**Tasks for this exercise:**
(1) In the column on depression, whose death does the writer say hit hardest?
(2) Please carry the column on depression forward from its final line.

Help available for those suffering from depression
You don’t really know me.
Sure, you may have heard me on 590 WMBS. Or you may have read my previous columns in this space in the Herald- Standard. And you may have developed strong feelings about me — good and bad. Maybe you think I’m fearless or supremely confident or a jerk or an egomaniac.
You would be wrong on all counts.
The truth is, I’m someone who is tense, nervous, anxious, and depressed all the time. All hours of the day. Every single minute. Grocery shopping, taking a shower, driving, reading, all of it – the basic activities of life – I’m tense, nervous, anxious, and depressed. It can be exhausting.
For most of my thirty-two years, that’s how I’ve been. One side of my family is riddled with anxiety. The other side is steeped in depression. I was doomed from day one. The first 11 years of my life were mostly serene; nothing stands out as particularly terrible in my head, or in conversations with my parents and other family members.
In 1995, that changed. In the span of three months, between October and December, I lost both of my paternal grandparents. Grandpa Joe’s death in early October was not a terrible shock: he had been sick with cancer. He was my first role model in life, and his death certainly left a void. It was Grandma Mary’s death that hit me hardest. After she passed away, I carried around a lot of anger, a lot of despair, a lot of despondency for nearly two decades. Borne out of that time was a depression I did not recognize until years later.
You know that sinking feeling that something terrible is going to happen? Deep in the pit of your stomach? That’s how I felt for years.
When I finally realized there was a problem, I sought help. Saw a therapist, who became one of the kindest people I’ve ever known. In our first meeting, I said allowed three words that had haunted my darkest thoughts: “I am depressed.” It was the first time I had ever verbally said what I had long felt. And it was the first time in years I felt a burden lifted off my shoulders.
At this point, you may be wondering why I am writing about this in such a public way. You may wonder why I, an admitted introvert, is putting himself out there. I’ve done it before, on the radio. I’ve written about it on social media. My family and my dearest and closest friends all know about this. So, why write about it for people who do not know me?
Because it’s important.

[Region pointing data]
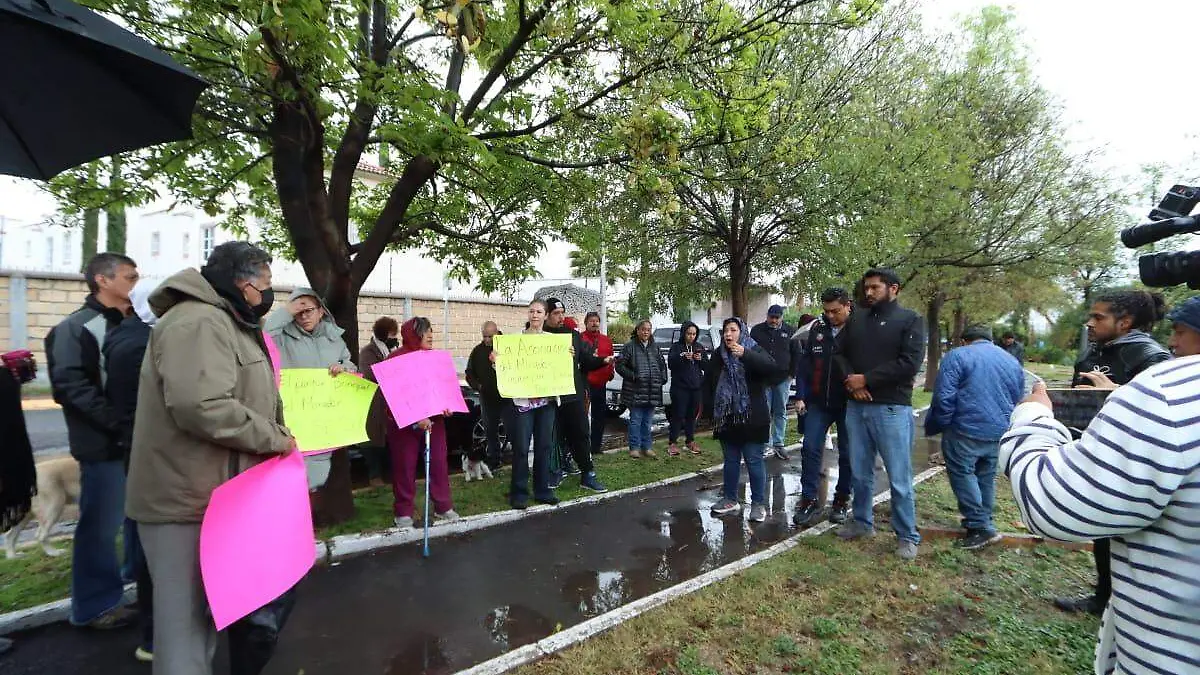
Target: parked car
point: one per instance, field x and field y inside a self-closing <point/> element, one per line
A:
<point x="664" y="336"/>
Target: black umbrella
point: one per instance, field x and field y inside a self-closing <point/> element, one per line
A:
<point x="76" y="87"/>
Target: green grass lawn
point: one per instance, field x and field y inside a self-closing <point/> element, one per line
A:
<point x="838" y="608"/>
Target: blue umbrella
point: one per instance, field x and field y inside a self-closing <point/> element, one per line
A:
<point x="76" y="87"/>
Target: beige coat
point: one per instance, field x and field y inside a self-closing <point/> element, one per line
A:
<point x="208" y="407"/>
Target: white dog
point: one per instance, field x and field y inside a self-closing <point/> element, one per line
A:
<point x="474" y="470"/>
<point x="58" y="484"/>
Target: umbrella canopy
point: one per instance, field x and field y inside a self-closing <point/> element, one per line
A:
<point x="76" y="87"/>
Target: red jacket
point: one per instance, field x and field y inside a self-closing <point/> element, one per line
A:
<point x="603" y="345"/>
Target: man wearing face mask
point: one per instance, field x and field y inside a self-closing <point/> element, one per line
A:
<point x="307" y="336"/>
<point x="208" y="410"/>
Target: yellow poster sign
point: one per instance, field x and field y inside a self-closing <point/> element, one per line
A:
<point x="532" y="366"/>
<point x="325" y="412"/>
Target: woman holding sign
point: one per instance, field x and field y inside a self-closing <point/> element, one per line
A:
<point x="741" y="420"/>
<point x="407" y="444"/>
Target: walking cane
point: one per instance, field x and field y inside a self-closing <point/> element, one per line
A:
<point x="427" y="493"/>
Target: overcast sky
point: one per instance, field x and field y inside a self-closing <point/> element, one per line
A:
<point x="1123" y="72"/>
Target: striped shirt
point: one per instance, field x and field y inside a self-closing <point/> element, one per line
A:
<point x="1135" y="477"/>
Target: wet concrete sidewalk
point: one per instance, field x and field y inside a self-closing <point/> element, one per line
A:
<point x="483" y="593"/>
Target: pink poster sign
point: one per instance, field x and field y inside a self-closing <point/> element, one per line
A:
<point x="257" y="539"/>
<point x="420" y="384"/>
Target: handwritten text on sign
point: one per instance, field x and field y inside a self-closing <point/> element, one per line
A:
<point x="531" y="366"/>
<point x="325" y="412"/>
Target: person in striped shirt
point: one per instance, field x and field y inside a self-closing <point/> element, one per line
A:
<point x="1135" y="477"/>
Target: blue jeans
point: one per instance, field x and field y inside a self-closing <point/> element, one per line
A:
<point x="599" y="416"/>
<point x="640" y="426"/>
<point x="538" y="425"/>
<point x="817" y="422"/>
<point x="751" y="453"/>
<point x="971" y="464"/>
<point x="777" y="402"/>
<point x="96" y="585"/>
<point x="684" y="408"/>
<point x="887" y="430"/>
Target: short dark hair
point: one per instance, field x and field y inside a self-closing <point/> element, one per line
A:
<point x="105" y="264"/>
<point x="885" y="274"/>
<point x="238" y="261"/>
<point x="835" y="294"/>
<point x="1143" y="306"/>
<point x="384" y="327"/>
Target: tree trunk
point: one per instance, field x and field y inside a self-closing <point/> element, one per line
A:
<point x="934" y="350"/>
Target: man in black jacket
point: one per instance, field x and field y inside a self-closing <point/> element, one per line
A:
--
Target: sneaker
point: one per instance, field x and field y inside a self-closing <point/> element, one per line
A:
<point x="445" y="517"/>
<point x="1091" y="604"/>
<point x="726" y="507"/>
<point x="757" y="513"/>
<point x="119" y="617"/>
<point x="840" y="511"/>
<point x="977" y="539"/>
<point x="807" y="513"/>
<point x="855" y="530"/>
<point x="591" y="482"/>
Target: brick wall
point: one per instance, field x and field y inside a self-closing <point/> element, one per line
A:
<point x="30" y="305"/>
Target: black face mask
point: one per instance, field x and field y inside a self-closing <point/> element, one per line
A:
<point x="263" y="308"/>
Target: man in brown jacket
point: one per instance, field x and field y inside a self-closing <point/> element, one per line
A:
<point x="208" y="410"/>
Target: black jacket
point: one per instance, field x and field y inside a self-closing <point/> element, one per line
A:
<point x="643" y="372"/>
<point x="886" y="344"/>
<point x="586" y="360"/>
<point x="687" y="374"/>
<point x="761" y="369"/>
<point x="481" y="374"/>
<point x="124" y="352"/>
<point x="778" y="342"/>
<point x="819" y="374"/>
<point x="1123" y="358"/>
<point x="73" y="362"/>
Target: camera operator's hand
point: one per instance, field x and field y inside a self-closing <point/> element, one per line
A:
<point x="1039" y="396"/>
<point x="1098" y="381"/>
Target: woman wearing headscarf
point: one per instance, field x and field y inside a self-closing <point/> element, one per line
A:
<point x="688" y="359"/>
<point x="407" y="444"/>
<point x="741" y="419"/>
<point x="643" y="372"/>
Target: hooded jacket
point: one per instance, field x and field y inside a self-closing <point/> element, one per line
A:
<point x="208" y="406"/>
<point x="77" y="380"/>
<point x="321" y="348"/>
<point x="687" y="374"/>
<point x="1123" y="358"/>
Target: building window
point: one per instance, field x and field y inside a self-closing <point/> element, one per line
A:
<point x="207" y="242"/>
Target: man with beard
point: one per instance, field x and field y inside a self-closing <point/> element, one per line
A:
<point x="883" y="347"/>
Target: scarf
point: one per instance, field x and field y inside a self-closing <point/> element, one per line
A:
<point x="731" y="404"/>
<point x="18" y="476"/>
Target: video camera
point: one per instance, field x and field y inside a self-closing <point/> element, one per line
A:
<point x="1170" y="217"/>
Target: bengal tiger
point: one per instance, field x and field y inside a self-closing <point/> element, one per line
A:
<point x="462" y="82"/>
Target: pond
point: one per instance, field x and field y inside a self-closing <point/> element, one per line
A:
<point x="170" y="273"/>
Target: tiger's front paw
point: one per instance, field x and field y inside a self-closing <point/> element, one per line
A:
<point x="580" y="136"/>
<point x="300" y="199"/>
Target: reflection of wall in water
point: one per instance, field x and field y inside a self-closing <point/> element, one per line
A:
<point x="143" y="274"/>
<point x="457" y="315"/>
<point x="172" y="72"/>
==
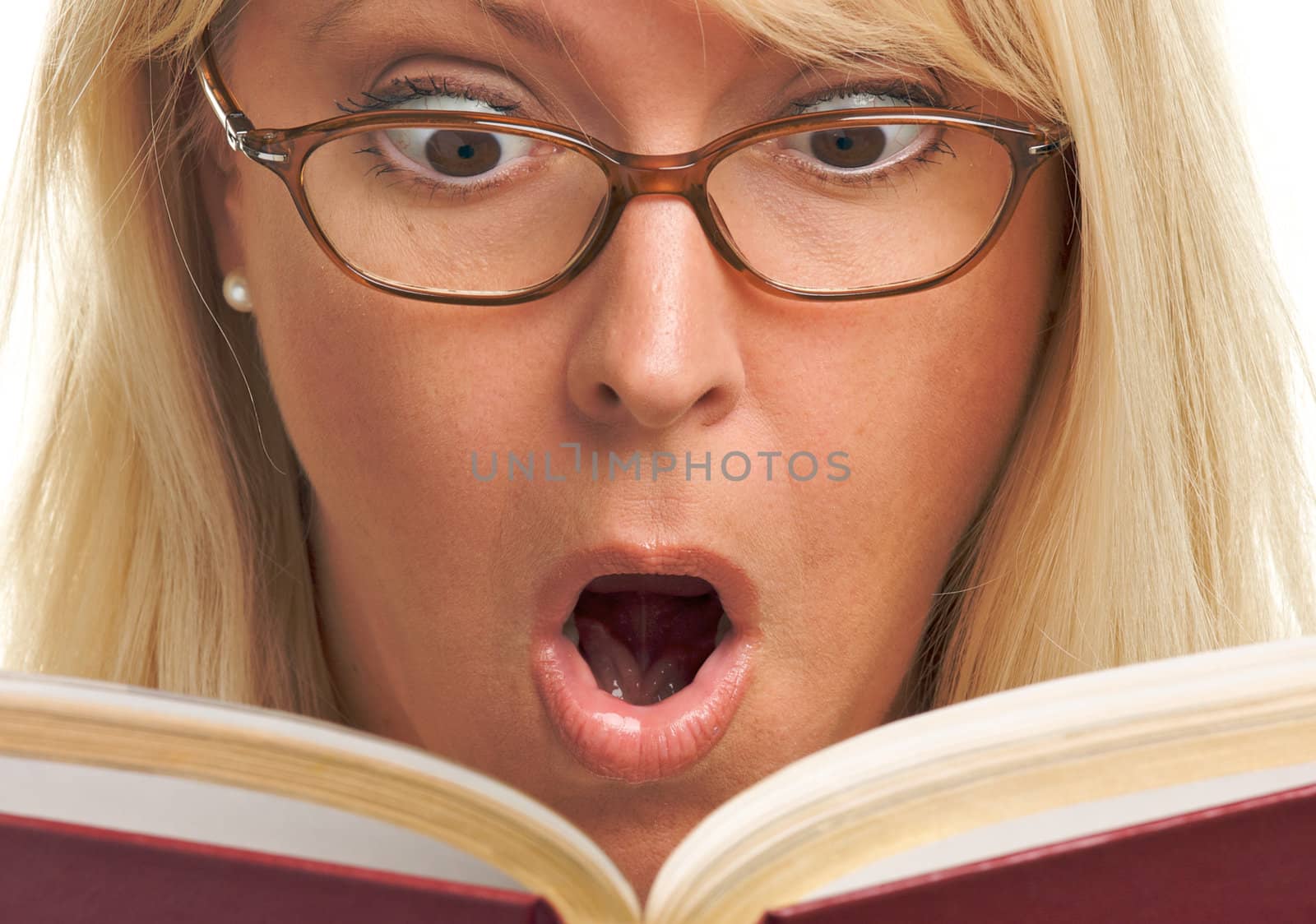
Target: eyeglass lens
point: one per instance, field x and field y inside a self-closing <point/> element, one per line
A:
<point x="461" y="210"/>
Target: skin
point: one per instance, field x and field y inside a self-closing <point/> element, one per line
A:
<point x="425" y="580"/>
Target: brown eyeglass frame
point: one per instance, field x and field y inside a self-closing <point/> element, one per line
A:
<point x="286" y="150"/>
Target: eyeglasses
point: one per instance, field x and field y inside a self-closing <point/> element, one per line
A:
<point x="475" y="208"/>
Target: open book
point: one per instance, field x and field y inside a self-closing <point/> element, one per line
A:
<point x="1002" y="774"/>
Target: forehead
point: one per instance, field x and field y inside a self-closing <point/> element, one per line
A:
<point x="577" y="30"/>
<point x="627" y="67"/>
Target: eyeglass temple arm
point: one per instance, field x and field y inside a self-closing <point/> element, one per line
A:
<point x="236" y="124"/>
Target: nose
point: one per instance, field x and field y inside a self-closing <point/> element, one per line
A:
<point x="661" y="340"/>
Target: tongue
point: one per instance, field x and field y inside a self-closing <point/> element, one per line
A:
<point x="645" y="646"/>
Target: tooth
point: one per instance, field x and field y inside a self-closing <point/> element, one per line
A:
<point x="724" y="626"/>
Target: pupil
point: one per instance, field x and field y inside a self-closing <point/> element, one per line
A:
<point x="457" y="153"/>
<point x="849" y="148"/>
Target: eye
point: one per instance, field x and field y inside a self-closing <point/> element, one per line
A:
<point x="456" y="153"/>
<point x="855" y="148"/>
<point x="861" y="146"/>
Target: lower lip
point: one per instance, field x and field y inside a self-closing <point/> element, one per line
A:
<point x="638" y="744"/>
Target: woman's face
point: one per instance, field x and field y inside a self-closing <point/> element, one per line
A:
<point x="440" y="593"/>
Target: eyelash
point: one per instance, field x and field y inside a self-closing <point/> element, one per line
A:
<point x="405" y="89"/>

**Responses in order:**
(1) Grandma Mary's death hit the writer hardest.

(2)
Because I’m not alone.
Because every single person reading this has, at some point in their lives, realized no one can deal with these feelings alone. Admitting you need help is not a sign of weakness. Indeed, it is recognition that not only are you strong, but you’re ready to begin the long road to feeling better.
The journey for me is ongoing. I continue having good days and bad days. I continue trying to move past feelings of supreme dread and anxiety. The best thing I’ve learned is to slow down and let go. I was always trying to control things in my life, but that’s a fruitless endeavor. No one can control everything. Once you accept that, most other things are much easier by comparison.
In closing, if any of what I’ve written seems familiar to your own thoughts, or the thoughts of your loved ones, get help. It will be the greatest decision of your life. Talk to someone. Talk to everyone. Your family and your friends will not waiver in their love for you. It won’t be easy. Nothing that is truly important and worth any moment of your time or your energy is easy. There will be days where you will want to give up and quit. You will have days where all you want to do is stay in bed and hide from a world that seems to be closing in on you and gripping you by the throat.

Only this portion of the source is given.